*Exercise brief*: Where the records below reach the line containing "Can you find the sign", start transcribing, and end with the line containing "Can you find the car windshield?", exactly and with nothing else added.

*Items from a dataset*:

===

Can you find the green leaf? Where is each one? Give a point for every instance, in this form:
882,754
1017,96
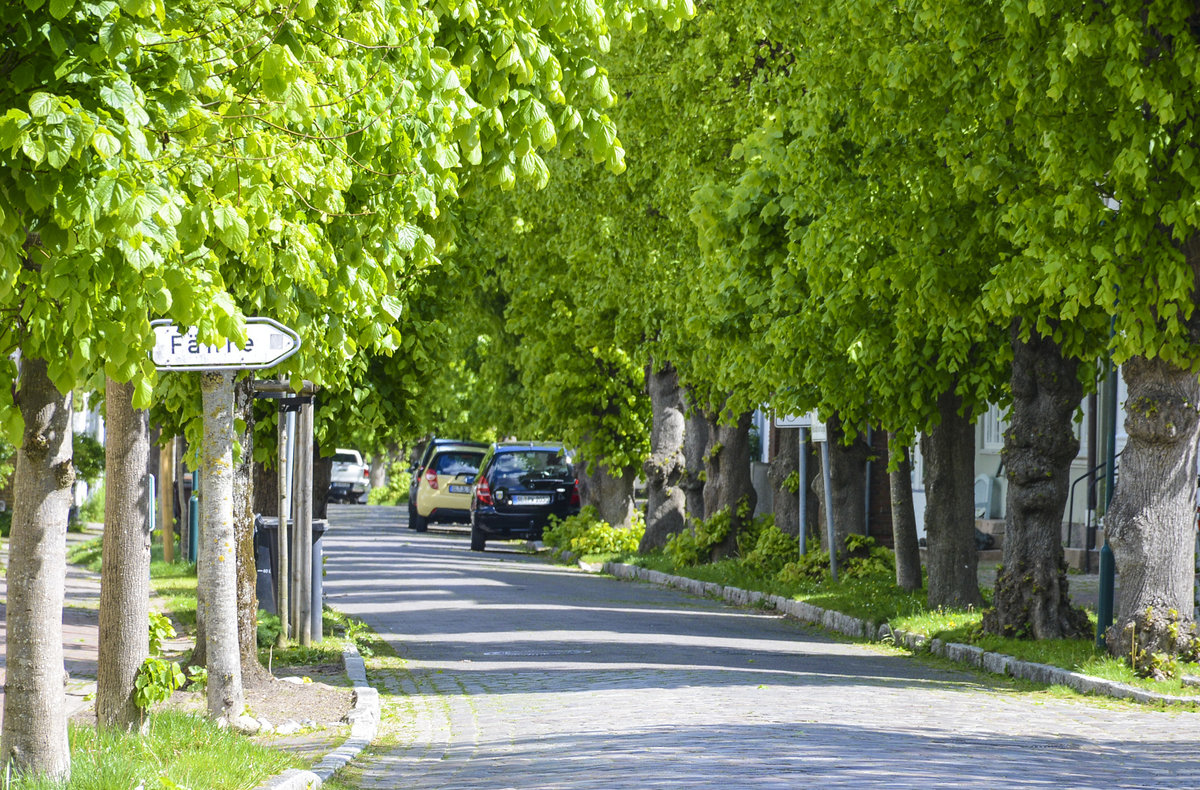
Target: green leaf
42,105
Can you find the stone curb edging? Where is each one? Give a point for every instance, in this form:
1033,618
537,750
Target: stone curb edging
849,626
364,719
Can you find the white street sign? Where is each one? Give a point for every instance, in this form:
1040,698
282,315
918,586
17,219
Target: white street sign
268,343
793,420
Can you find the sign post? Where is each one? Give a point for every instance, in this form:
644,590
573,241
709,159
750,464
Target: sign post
801,422
268,342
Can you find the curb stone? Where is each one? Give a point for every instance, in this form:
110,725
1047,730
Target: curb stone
849,626
364,719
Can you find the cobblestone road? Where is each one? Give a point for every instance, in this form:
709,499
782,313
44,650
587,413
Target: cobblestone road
526,675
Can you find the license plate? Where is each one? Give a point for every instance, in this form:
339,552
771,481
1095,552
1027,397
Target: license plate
531,498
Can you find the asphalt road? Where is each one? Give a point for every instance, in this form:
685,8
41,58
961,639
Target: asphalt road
520,674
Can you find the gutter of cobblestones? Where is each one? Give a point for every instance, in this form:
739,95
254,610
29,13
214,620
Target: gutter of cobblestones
364,718
882,632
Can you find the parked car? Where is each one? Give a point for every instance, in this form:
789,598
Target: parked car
441,488
519,488
349,477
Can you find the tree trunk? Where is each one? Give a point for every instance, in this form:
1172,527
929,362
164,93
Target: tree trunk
695,442
785,464
219,566
252,671
125,561
847,480
34,737
949,508
611,495
322,474
1151,522
727,483
666,502
1031,597
904,520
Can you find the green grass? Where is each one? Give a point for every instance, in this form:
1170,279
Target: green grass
876,598
179,752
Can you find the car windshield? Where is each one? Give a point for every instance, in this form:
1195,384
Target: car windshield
532,464
459,462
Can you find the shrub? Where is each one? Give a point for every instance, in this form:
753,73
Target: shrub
695,544
586,533
773,549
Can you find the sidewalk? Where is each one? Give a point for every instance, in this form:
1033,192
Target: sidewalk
81,629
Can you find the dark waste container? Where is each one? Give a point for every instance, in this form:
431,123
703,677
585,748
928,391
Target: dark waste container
267,564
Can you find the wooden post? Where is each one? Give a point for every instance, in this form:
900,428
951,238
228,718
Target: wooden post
166,496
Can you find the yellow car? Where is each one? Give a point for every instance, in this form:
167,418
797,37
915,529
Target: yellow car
444,485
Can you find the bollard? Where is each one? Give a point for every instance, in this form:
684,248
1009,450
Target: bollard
1104,606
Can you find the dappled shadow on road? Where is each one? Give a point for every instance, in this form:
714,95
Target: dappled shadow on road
447,609
792,755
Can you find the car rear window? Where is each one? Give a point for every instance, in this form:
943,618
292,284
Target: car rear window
545,464
459,462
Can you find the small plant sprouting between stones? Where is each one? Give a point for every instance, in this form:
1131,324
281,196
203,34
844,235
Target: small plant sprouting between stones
157,678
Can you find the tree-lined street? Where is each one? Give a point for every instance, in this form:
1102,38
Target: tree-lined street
525,675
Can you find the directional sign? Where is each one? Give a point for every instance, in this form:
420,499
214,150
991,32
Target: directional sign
268,343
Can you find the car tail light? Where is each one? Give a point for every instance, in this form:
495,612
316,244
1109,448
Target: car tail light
483,491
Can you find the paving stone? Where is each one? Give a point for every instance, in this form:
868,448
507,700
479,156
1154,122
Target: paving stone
525,675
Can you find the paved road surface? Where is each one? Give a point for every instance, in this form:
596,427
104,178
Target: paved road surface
527,675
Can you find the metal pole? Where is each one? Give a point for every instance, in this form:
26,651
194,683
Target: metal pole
867,495
1108,561
804,492
281,534
304,530
193,519
828,489
166,492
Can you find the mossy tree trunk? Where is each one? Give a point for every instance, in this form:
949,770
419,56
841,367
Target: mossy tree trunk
1031,597
953,562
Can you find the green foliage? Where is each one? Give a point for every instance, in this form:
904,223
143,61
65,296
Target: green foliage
395,490
157,678
88,456
772,551
586,533
177,752
268,628
695,544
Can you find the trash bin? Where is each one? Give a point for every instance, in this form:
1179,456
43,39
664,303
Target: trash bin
265,563
267,566
318,572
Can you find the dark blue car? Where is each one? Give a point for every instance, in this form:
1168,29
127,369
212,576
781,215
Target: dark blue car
519,488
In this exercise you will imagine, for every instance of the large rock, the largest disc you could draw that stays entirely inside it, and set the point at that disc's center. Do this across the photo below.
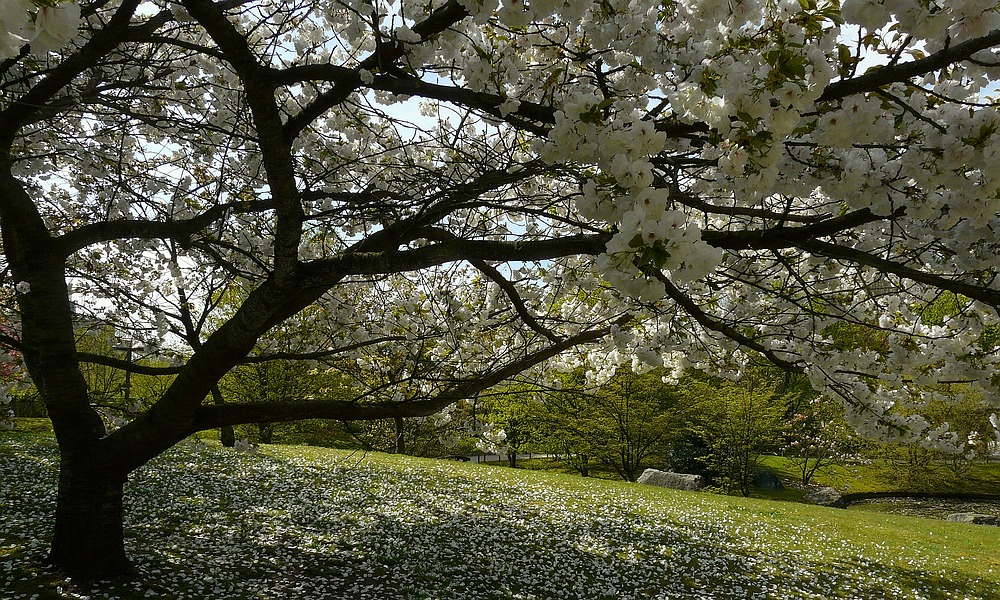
(826, 497)
(974, 518)
(677, 481)
(766, 480)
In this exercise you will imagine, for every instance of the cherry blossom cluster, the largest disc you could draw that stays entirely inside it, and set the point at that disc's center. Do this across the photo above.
(45, 26)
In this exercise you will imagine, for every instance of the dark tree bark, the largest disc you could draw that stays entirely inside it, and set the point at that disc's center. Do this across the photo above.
(400, 439)
(88, 542)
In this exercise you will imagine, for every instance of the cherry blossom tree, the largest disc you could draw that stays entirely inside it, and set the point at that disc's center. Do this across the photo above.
(680, 182)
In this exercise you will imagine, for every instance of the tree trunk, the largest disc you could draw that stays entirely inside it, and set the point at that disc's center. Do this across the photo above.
(400, 441)
(227, 435)
(89, 540)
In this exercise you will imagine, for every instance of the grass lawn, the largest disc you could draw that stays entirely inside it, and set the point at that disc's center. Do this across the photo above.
(308, 523)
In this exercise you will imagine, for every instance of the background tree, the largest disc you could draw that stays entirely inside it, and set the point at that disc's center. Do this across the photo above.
(685, 181)
(511, 409)
(624, 424)
(739, 421)
(817, 436)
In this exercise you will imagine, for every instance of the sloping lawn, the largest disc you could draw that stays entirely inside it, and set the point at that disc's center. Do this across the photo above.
(297, 522)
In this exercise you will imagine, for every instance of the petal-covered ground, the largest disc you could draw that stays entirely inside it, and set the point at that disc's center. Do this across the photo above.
(305, 523)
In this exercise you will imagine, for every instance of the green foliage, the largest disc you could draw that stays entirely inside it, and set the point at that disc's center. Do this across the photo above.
(739, 421)
(626, 424)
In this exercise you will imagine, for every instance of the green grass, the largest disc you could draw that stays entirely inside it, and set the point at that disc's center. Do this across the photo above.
(981, 478)
(303, 522)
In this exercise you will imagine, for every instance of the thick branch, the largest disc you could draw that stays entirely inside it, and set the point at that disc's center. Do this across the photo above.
(317, 273)
(210, 417)
(980, 293)
(786, 237)
(885, 75)
(709, 322)
(181, 230)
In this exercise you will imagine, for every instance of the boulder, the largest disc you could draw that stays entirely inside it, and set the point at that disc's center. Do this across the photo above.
(677, 481)
(974, 518)
(766, 480)
(826, 497)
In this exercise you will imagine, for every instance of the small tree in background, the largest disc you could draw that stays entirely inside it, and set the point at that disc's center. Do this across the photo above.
(739, 422)
(625, 424)
(817, 436)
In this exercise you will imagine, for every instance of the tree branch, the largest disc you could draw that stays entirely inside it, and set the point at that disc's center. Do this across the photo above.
(213, 416)
(880, 76)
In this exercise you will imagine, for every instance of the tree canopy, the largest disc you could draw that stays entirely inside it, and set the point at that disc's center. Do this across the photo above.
(476, 187)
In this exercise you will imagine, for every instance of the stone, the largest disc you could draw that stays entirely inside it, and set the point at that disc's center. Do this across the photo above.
(766, 480)
(826, 497)
(677, 481)
(974, 518)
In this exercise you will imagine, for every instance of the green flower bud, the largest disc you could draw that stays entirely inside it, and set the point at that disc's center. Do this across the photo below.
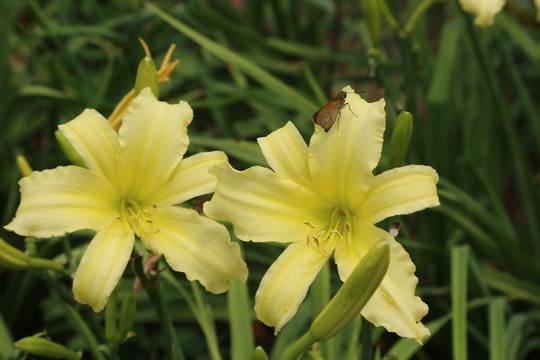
(353, 294)
(24, 167)
(43, 347)
(68, 149)
(147, 77)
(259, 354)
(127, 317)
(401, 137)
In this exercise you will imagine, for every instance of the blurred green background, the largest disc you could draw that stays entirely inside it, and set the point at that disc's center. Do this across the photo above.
(248, 67)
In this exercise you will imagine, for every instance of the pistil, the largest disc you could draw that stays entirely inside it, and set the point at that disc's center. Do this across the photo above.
(324, 240)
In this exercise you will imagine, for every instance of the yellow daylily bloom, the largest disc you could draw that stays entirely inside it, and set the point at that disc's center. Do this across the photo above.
(133, 179)
(324, 200)
(485, 10)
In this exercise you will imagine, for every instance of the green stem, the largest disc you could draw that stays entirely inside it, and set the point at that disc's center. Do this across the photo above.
(206, 322)
(82, 328)
(299, 347)
(157, 300)
(47, 264)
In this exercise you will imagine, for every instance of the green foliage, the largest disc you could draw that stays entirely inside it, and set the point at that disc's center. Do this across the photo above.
(246, 68)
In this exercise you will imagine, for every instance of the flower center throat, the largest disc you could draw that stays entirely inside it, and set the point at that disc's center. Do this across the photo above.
(324, 240)
(137, 218)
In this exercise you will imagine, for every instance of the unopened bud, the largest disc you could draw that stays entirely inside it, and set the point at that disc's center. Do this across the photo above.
(73, 156)
(42, 347)
(24, 167)
(147, 77)
(353, 294)
(127, 317)
(401, 138)
(259, 354)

===

*Solved problem*:
Can you find the sign post? Where is each one? Give a point for every instance, in this form:
644,590
573,241
709,159
750,464
Target: sign post
801,422
268,342
Can you find the curb stone? Where is each one? Give a point for every instance, in this form:
110,725
1047,730
Target: curb stone
849,626
364,719
Can you find the cobblestone road? Where is each one? Give a point for every instance, in this form:
709,499
782,313
44,650
587,413
Target: cobblestone road
526,675
Can you find the license plate? Where is each one? Give a point for every instance, in this form:
339,552
771,481
1095,552
1027,397
Target: license plate
531,498
Can you find the asphalt road? Where is each one? Give a point for every instance, in this form:
685,8
41,58
961,639
Target: asphalt road
520,674
Can you find the gutter of cobblestones? Where is each one? Give a point for every instance, in this form:
739,95
254,610
29,13
214,620
Target: gutter of cobblestones
364,718
882,632
Can you find the parked car? Where is each one? Give a point for every instance, in this form:
789,598
Target: parked car
441,488
519,488
349,477
Can you find the tree trunk? Where is each one? Give a point for every instance, in this form:
1172,527
929,362
164,93
Target: tree trunk
695,442
785,464
219,566
252,671
125,561
847,480
34,737
949,508
611,495
322,474
1151,522
727,483
666,502
1031,597
904,520
Can you find the green grass? Where is each one? Give a point for every instance, in this form:
1170,279
Target: green grass
876,598
179,752
Can you find the car windshield? Where is each one? Give a point for every instance, in this form:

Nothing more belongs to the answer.